> **EXERCISE PROMPT**:
Give back the whole listing exactly as shown.
------ DATA FOR THIS EXERCISE
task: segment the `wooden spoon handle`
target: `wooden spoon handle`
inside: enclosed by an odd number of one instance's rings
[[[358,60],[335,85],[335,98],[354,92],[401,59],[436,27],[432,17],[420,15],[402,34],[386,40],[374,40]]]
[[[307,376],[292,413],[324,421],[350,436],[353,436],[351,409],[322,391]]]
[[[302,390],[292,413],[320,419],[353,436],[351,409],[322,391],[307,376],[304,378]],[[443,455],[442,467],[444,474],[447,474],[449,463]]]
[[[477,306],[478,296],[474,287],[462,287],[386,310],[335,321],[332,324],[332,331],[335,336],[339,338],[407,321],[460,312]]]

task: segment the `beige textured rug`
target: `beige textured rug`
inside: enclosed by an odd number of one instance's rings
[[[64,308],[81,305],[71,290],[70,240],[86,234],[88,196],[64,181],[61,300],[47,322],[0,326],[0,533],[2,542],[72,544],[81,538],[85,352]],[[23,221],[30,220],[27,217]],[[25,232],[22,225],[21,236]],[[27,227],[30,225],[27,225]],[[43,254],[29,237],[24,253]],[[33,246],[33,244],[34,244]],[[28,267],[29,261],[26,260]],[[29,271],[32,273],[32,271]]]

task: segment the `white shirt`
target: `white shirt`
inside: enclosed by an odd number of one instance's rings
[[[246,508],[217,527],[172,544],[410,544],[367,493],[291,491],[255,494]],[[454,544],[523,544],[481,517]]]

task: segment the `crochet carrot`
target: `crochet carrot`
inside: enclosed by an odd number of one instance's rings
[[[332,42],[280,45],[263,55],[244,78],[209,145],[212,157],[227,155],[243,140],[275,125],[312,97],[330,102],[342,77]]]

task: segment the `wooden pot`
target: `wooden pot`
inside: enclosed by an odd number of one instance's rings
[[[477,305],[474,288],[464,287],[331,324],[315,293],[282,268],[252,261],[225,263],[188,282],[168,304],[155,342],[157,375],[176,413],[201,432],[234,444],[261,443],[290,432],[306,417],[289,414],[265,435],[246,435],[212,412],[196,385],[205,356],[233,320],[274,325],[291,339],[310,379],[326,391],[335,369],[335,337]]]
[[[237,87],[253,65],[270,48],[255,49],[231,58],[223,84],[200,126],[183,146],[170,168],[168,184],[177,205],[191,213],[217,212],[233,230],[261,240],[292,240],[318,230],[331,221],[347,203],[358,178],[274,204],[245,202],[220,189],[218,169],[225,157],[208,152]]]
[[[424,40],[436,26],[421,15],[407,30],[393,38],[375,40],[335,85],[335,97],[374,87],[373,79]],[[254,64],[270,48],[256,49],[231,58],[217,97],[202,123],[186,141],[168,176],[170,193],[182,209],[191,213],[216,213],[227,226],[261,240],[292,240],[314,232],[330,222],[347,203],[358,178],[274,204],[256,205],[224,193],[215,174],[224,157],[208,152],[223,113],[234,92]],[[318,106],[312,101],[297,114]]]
------------
> **EXERCISE ANSWER**:
task: segment the `wooden spoon handle`
target: `wooden spoon handle`
inside: enclosed by an odd number of one instance's rings
[[[358,60],[335,85],[335,98],[354,92],[401,59],[436,27],[432,17],[420,15],[402,34],[386,40],[374,40]]]
[[[307,376],[292,413],[324,421],[350,436],[353,436],[351,409],[322,391]]]
[[[302,390],[292,413],[320,419],[353,436],[351,409],[322,391],[307,376],[304,378]],[[443,455],[442,467],[444,474],[447,474],[449,463]]]
[[[477,306],[478,296],[474,287],[462,287],[386,310],[335,321],[332,324],[332,331],[335,336],[339,338],[407,321],[460,312]]]

task: segment the `beige textured rug`
target: `beige textured rug`
inside: enclosed by an odd number of one instance's rings
[[[64,308],[81,305],[71,290],[70,240],[86,234],[88,196],[64,181],[61,300],[47,322],[0,326],[0,533],[2,542],[72,544],[81,538],[85,352]],[[23,221],[30,220],[27,217]],[[25,232],[22,225],[21,236]],[[27,227],[30,225],[27,225]],[[43,254],[29,237],[24,253]],[[33,246],[33,244],[34,244]],[[28,267],[29,261],[26,260]],[[29,271],[32,273],[32,271]]]

task: segment the `white shirt`
target: `white shirt`
inside: enclosed by an odd number of one instance's rings
[[[246,508],[217,527],[172,544],[410,544],[367,493],[291,491],[255,494]],[[454,544],[523,544],[481,517]]]

task: segment the `crochet carrot`
target: `crochet carrot`
inside: enclosed by an odd number of one instance's rings
[[[332,42],[280,45],[263,55],[244,78],[209,145],[212,157],[227,155],[243,140],[275,125],[312,97],[330,102],[342,77]]]

task: segment the `wooden pot`
target: `wooden pot`
inside: enclosed by an odd number of one instance's rings
[[[477,305],[474,288],[464,287],[331,324],[315,293],[282,268],[252,261],[225,263],[188,282],[168,304],[155,342],[157,375],[176,413],[201,432],[234,444],[261,443],[290,432],[306,417],[289,414],[265,435],[246,435],[212,412],[196,385],[205,356],[233,320],[274,325],[291,339],[310,379],[326,391],[335,369],[335,337]]]
[[[237,87],[253,65],[270,48],[255,49],[231,58],[223,84],[200,126],[183,146],[170,168],[168,184],[177,205],[191,213],[217,212],[233,230],[261,240],[292,240],[318,230],[331,221],[347,203],[358,178],[274,204],[245,202],[220,189],[218,169],[225,157],[208,152]]]
[[[424,40],[436,26],[421,15],[407,30],[393,38],[375,40],[335,85],[335,97],[374,87],[373,79]],[[254,64],[270,48],[256,49],[231,58],[217,97],[202,123],[186,141],[168,176],[170,193],[182,209],[191,213],[216,213],[227,226],[261,240],[292,240],[314,232],[330,222],[347,203],[358,178],[274,204],[256,205],[224,193],[215,174],[224,157],[208,152],[223,113],[234,92]],[[318,106],[312,101],[297,114]]]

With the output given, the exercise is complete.